Figure 4.14. Plot of the steady periodic solution \(x_{sp}\) of Example 4.5.1.

Subsection 4.5.2 Resonance

Just as when the forcing function was a simple cosine, we may encounter resonance. Assume \(c=0\) and let us discuss only pure resonance. Let \(F(t)\) be \(2L\)-periodic and consider
\begin{equation*} m x''(t) + k x (t) = F(t) . \end{equation*}
When we expand \(F(t)\) and find that some of its terms coincide with the complementary solution to \(mx''+kx=0\text{,}\) we cannot use those terms in the guess. Just like before, they disappear when we plug them into the left-hand side and we get a contradictory equation (such as \(0=1\)). That is, suppose
\begin{equation*} x_c = A \cos (\omega_0 t) + B \sin (\omega_0 t), \end{equation*}
where \(\omega_0 = \frac{N \pi}{L}\) for some positive integer \(N\text{.}\) We have to modify our guess and try
\begin{equation*} x(t) = \frac{a_0}{2} + t \left( a_N \cos \left( \frac{N \pi}{L} t \right) + b_N \sin \left( \frac{N \pi}{L} t \right) \right) + \sum_{\substack{n=1\\n\not= N}}^\infty a_n \cos \left( \frac{n \pi}{L} t \right) + b_n \sin \left( \frac{n \pi}{L} t \right) . \end{equation*}
In other words, we multiply the offending term by \(t\text{.}\) From then on, we proceed as before.
Of course, the solution is not a Fourier series (it is not even periodic) since it contains these terms multiplied by \(t\text{.}\) Further, the terms \(t \left( a_N \cos \left( \frac{N \pi}{L} t \right) + b_N \sin \left( \frac{N \pi}{L} t \right) \right)\) eventually dominate and lead to wild oscillations. As before, this behavior is called pure resonance or just resonance.
Note that there now may be infinitely many resonance frequencies to hit. That is, as we change the frequency of \(F\) (we change \(L\)), different terms from the Fourier series of \(F\) may interfere with the complementary solution and cause resonance. However, we should note that since everything is an approximation and in particular \(c\) is never actually zero but something very close to zero, only the first few resonance frequencies matter in real life.

**Provided material**

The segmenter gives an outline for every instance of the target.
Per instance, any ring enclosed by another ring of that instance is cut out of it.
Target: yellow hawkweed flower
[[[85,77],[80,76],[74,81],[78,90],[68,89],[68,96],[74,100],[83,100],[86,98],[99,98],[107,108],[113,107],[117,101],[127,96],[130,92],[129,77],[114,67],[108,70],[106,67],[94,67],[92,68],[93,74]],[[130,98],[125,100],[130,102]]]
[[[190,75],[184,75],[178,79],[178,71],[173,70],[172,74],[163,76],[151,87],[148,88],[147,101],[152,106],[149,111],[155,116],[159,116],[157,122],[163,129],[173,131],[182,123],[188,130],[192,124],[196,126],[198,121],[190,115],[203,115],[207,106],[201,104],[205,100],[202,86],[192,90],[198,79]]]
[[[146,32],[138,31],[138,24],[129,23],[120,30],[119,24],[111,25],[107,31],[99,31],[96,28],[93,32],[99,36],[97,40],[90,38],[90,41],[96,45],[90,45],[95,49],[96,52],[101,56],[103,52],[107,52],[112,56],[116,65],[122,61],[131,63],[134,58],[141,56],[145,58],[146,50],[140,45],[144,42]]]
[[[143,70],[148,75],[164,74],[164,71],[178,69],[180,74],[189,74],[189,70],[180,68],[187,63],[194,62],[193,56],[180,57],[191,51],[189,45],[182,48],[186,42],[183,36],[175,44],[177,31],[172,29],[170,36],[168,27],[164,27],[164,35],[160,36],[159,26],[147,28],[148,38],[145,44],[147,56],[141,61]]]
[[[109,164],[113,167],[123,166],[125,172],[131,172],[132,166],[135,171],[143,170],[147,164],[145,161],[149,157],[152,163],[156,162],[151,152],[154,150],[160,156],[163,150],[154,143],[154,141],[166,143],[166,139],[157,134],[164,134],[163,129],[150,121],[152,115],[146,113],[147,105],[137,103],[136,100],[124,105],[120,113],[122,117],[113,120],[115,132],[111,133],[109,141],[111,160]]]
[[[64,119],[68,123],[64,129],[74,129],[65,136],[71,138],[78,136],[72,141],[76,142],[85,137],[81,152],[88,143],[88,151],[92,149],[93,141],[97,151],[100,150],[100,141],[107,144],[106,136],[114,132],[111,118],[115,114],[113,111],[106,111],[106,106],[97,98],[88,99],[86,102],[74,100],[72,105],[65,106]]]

**Direction A**
Answer these about the resonance text, one line each:
(i) What value does it assume for c?
(ii) What is the offending term multiplied by in the modified guess?
(iii) Why do only the first few resonance frequencies matter in real life?
**Direction B**
Carry on the resonance text after its final sentence.

**Result A**
(i) c = 0.
(ii) It is multiplied by t.
(iii) Because c is never actually zero, only something very close to zero.

**Result B**
Example 4.5.2.

We want to solve the equation
\begin{equation} 2 x'' + 18 \pi^2 x = F(t) ,\tag{4.10} \end{equation}
where
\begin{equation*} F(t) = \begin{cases} -1 & \text{if } \; {-1} < t < 0 , \\ 1 & \text{if } \; \phantom{-}0 < t < 1 , \end{cases} \end{equation*}
extended periodically. We note that
\begin{equation*} F(t) = \sum_{\substack{n=1 \\ n \text{ odd}}}^\infty \frac{4}{\pi n} \sin (n \pi t) . \end{equation*}
As \(\sqrt{\frac{k}{m}} = \sqrt{\frac{18\pi^2}{2}} = 3\pi\text{,}\) the solution to (4.10) is
\begin{equation*} x(t) = c_1 \cos (3\pi t) + c_2 \sin (3\pi t) + x_p (t) \end{equation*}
for some particular solution \(x_p\text{.}\)
If we just try an \(x_p\) given as a Fourier series with \(\sin (n\pi t)\) as usual, the complementary equation, \(2x''+18\pi^2x=0\text{,}\) eats our \(3^\text{rd}\) harmonic. That is, the term with \(\sin(3 \pi t)\) is already in in our complementary solution. Therefore, we pull that term out and multiply it by \(t\text{.}\) We also add a cosine term to get everything right. That is, we try
\begin{equation*} x_p(t) = a_3 t \cos (3 \pi t ) + b_3 t \sin (3 \pi t) + \sum_{\substack{n=1 \\ n~\text{odd} \\ n\not= 3}}^\infty b_n \sin (n \pi t) . \end{equation*}
Let us compute the second derivative.
\begin{multline*} x_p''(t) = - 6 a_3 \pi \, \sin (3 \pi t) - 9\pi^2 a_3 \, t \, \cos (3 \pi t) + 6 b_3 \pi \, \cos (3 \pi t) - 9\pi^2 b_3 \, t \, \sin (3 \pi t) \\ {} + \sum_{\substack{n=1 \\ n~\text{odd} \\ n\not= 3}}^\infty (-n^2 \pi^2 b_n ) \, \sin (n \pi t) . \end{multline*}
We now plug into the left-hand side of the differential equation.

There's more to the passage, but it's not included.